Rewrite every one of the items below, replacing "one per instance" with "one for each instance" and keeping all else unchanged. Leave the pictures out of your answer.

Part of a data file >>
◇ ◇ ◇

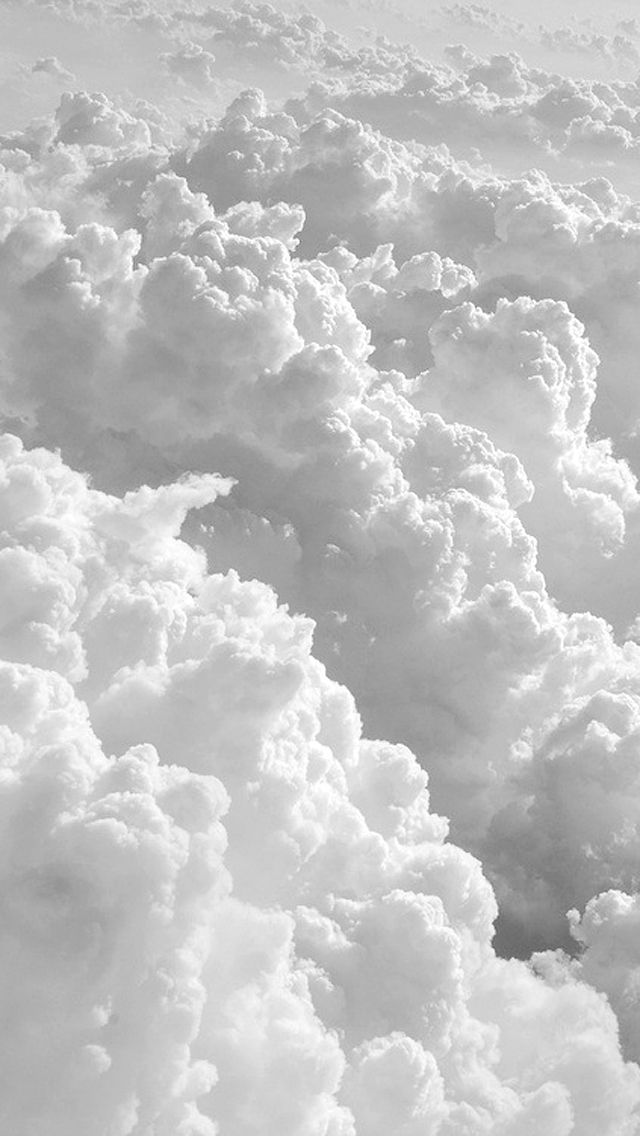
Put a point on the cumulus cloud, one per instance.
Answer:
(50, 65)
(206, 927)
(309, 361)
(192, 64)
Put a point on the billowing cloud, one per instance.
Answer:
(357, 518)
(251, 913)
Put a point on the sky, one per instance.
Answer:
(320, 521)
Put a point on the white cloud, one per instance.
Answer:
(281, 969)
(50, 65)
(395, 373)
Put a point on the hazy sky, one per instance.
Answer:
(320, 527)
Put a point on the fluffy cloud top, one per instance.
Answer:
(358, 435)
(205, 929)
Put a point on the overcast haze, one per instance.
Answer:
(320, 529)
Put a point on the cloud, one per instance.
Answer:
(192, 64)
(251, 912)
(408, 511)
(50, 65)
(395, 374)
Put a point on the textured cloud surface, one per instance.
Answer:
(320, 523)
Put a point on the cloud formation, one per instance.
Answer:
(309, 356)
(206, 927)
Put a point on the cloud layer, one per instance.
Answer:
(356, 515)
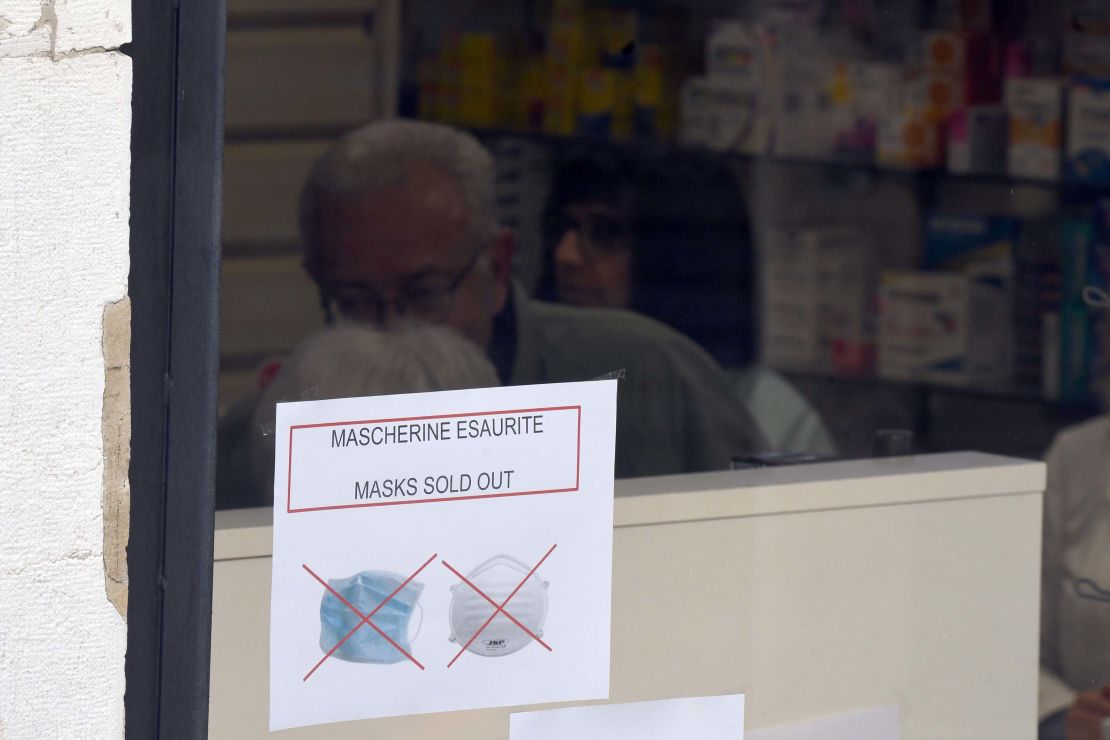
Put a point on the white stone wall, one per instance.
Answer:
(64, 161)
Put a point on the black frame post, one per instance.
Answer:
(177, 142)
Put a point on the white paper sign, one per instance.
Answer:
(441, 551)
(705, 718)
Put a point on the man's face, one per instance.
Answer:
(411, 250)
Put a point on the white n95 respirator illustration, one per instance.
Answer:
(473, 602)
(369, 592)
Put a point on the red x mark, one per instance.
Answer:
(364, 619)
(498, 608)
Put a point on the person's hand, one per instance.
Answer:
(1083, 720)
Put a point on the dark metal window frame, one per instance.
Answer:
(177, 151)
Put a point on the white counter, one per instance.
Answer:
(813, 589)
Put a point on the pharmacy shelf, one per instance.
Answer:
(1072, 190)
(1002, 393)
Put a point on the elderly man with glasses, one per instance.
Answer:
(399, 224)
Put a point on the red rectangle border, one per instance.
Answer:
(289, 479)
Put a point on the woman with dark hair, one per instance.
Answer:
(667, 235)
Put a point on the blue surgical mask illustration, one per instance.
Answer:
(497, 578)
(365, 591)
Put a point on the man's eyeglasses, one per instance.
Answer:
(426, 301)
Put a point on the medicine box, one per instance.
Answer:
(977, 140)
(959, 241)
(1088, 147)
(1035, 107)
(944, 327)
(789, 296)
(722, 114)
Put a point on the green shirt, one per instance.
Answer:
(676, 409)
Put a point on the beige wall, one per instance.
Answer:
(64, 172)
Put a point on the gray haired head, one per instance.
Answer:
(380, 156)
(349, 362)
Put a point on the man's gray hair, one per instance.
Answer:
(361, 361)
(381, 155)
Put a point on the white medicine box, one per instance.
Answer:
(945, 327)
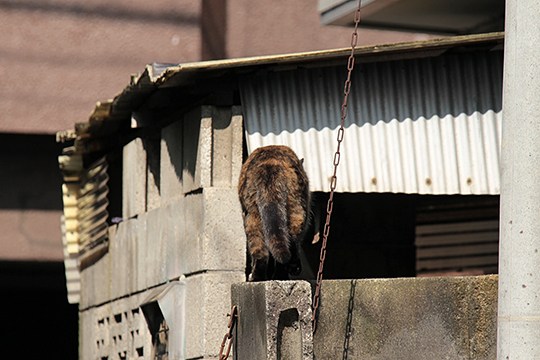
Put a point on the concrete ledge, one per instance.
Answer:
(274, 320)
(413, 318)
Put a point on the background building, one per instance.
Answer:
(59, 57)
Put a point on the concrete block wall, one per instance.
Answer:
(408, 319)
(374, 319)
(189, 226)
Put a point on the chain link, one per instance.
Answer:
(227, 339)
(337, 158)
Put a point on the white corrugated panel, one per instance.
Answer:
(426, 126)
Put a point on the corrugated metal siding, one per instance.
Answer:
(460, 238)
(84, 222)
(427, 126)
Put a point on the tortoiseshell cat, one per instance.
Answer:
(275, 198)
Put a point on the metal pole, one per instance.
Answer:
(518, 330)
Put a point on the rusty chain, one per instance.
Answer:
(337, 157)
(226, 344)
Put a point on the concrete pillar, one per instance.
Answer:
(519, 262)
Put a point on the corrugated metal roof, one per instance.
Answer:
(113, 116)
(427, 126)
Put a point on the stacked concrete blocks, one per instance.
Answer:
(274, 320)
(195, 230)
(408, 319)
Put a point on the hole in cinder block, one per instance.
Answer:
(289, 335)
(158, 329)
(118, 318)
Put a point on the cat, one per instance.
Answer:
(274, 193)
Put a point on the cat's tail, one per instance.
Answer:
(275, 231)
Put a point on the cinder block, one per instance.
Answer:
(116, 329)
(413, 318)
(224, 241)
(274, 320)
(152, 148)
(209, 234)
(123, 250)
(197, 149)
(134, 171)
(156, 229)
(173, 233)
(171, 162)
(139, 236)
(212, 148)
(227, 138)
(207, 305)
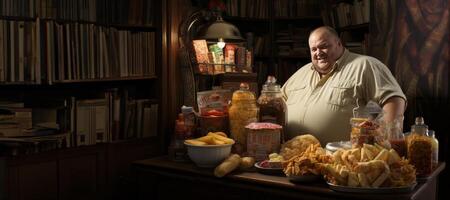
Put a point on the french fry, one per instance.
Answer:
(383, 155)
(352, 179)
(207, 139)
(215, 141)
(221, 138)
(196, 142)
(393, 157)
(221, 133)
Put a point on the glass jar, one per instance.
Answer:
(420, 148)
(364, 131)
(394, 134)
(272, 107)
(434, 148)
(243, 111)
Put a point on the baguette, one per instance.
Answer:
(246, 163)
(230, 164)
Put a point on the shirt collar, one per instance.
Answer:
(339, 63)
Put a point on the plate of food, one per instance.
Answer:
(304, 178)
(270, 168)
(384, 190)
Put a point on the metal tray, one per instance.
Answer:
(269, 170)
(305, 178)
(381, 190)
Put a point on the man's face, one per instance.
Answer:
(325, 50)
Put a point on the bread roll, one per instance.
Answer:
(246, 163)
(230, 164)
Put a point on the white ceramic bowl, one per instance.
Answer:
(208, 155)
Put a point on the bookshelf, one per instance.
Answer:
(351, 19)
(280, 29)
(80, 93)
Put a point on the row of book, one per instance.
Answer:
(296, 8)
(212, 59)
(262, 45)
(134, 12)
(48, 51)
(113, 117)
(248, 8)
(345, 14)
(292, 41)
(358, 45)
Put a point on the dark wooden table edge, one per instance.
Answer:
(163, 166)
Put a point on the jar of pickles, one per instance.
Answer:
(271, 104)
(243, 111)
(420, 148)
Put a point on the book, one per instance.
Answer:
(201, 54)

◇ ◇ ◇

EXERCISE RESPONSE >>
Put a point on the cumulus cloud, one for each instance.
Answer:
(50, 65)
(206, 927)
(309, 361)
(192, 64)
Put a point on the billowing cloud, one for each instance.
Answer:
(357, 518)
(251, 913)
Put a point on the sky, one for each instance.
Answer:
(320, 521)
Put a point on the white cloud, one for each instance.
Answer:
(281, 969)
(50, 65)
(395, 373)
Put a point on the hazy sky, one for each instance.
Answer:
(320, 527)
Put a point on the fluffy cloud top, one for each instance.
Answer:
(358, 435)
(205, 929)
Put a point on the overcast haze, one for each instance.
Answer:
(320, 529)
Put a point on the cloud, one for each instance.
Answer:
(192, 64)
(251, 912)
(408, 511)
(50, 65)
(395, 374)
Put a point on the textured cloud surface, one for each instance.
Answer:
(320, 523)
Put a point on the cloud formation, one for each instance.
Answer:
(309, 356)
(206, 927)
Put a point on the cloud layer, one for each instance.
Answer:
(356, 515)
Put a point on the white stone wall, one for each instance.
Answer:
(64, 161)
Put a point on the black frame post, one for each instance.
Answer:
(177, 142)
Put a point on the white paper sign, one for each instance.
Answer:
(441, 551)
(705, 718)
Put a point on the man's face, one for each instance.
Answer:
(411, 250)
Put a point on the white n95 respirator illustration, one for each instance.
Answer:
(473, 602)
(369, 592)
Put a point on the red x mark, one for each instance.
Answer:
(364, 619)
(498, 608)
Put a point on the person's hand, one for each instance.
Answer:
(1083, 720)
Put a point on the dark metal window frame, one for each instance.
Answer:
(177, 151)
Put a point on the white counter, one for each instance.
Answer:
(813, 589)
Put a point on the pharmacy shelf, one for each instance.
Answer:
(1072, 190)
(1002, 393)
Put a point on the elderly man with glasses, one for each instance.
Answer:
(399, 224)
Put a point on the red rectangle border, one for each instance.
Answer:
(289, 479)
Put a point on the woman with dark hair, one for each instance.
Answer:
(667, 235)
Put a point on the blue surgical mask illustration, one for each instance.
Answer:
(497, 578)
(365, 591)
Put a point on the man's eyeglasses, one for each instance.
Answer:
(426, 301)
Put a point on the medicine box, one for each instance.
Answer:
(977, 140)
(959, 241)
(1088, 147)
(1035, 107)
(944, 327)
(789, 296)
(722, 114)
Put a point on the green shirt, one for each instance.
Answer:
(676, 409)
Put a point on the beige wall, one for each instance.
Answer:
(64, 172)
Put a point on the gray haired head, one for each instance.
Answer:
(380, 156)
(349, 362)
Put a point on the man's gray hair, one for each instance.
Answer:
(361, 361)
(381, 155)
Put a point on the white medicine box, one for each instance.
Answer:
(945, 327)
Put a point on the concrete ledge, one for each instance.
Answer:
(274, 320)
(413, 318)
Put a point on the background building, one for each instance.
Answer:
(59, 57)
Put a point on the concrete block wall, one for each instance.
Answer:
(408, 319)
(374, 319)
(189, 226)
Put a point on the chain link, one for each instance.
Answer:
(227, 339)
(337, 158)
Put a point on the white corrugated panel, one for each instance.
Answer:
(426, 126)
Put a point on the corrugated metal siding, one for each instance.
Answer:
(460, 238)
(84, 222)
(427, 126)
Put a point on the tortoiseshell cat, one for each instance.
Answer:
(275, 198)
Put a point on the metal pole, one for each instance.
Answer:
(518, 330)
Put a point on the rusty chain, one for each instance.
Answer:
(337, 157)
(226, 344)
Put a point on the concrete pillar, one for each instance.
Answer:
(519, 262)
Put a point on the corrugated metal roof, one for each instance.
Answer:
(113, 116)
(427, 126)
Put a point on the stacked concrete blocks, one for each instance.
Answer:
(274, 320)
(195, 230)
(408, 319)
Put a point on the hole in cinder block, one for each instance.
Answer:
(289, 335)
(158, 329)
(118, 318)
Put a point on the cat, one for each instance.
Answer:
(274, 193)
Put a point on the cat's tail, one for each instance.
Answer:
(275, 231)
Put a point on the cinder block, one for each instance.
Answer:
(116, 329)
(413, 318)
(224, 241)
(274, 320)
(152, 148)
(209, 234)
(123, 250)
(197, 149)
(134, 171)
(156, 229)
(173, 233)
(171, 162)
(139, 236)
(212, 148)
(227, 138)
(207, 305)
Put a point on the french fry, one for each instance.
Answer:
(383, 155)
(352, 179)
(207, 139)
(215, 141)
(221, 138)
(196, 142)
(393, 157)
(221, 133)
Put a point on the glass jar, one for each instance.
Answer:
(420, 148)
(364, 131)
(394, 134)
(272, 107)
(434, 148)
(243, 111)
Put a point on the baguette, one for each instance.
Answer:
(246, 163)
(230, 164)
Put a point on the shirt collar, one for each instance.
Answer:
(339, 63)
Put a point on the plate of food, one for each instance.
Answer:
(304, 178)
(270, 168)
(384, 190)
Put a point on the metal tray, one for each instance.
Answer:
(269, 170)
(305, 178)
(381, 190)
Put a point on the man's face, one for each instance.
Answer:
(325, 50)
Put a point on the bread roll, one for each instance.
Answer:
(246, 163)
(230, 164)
Put a point on the white ceramic bowl, one for each instance.
Answer:
(208, 155)
Put a point on the bookshelf, one for each instance.
Answer:
(351, 19)
(280, 29)
(80, 93)
Put a point on the row of book, one for each instance.
Answer:
(296, 8)
(212, 59)
(262, 45)
(134, 12)
(48, 51)
(113, 117)
(248, 8)
(345, 14)
(292, 41)
(358, 45)
Put a point on the dark wooden table edge, one for each instance.
Answer:
(163, 166)
Put a point on the jar of pickles, one for each instance.
Answer:
(271, 104)
(243, 111)
(420, 148)
Put a point on the book, one for each instance.
Answer:
(201, 54)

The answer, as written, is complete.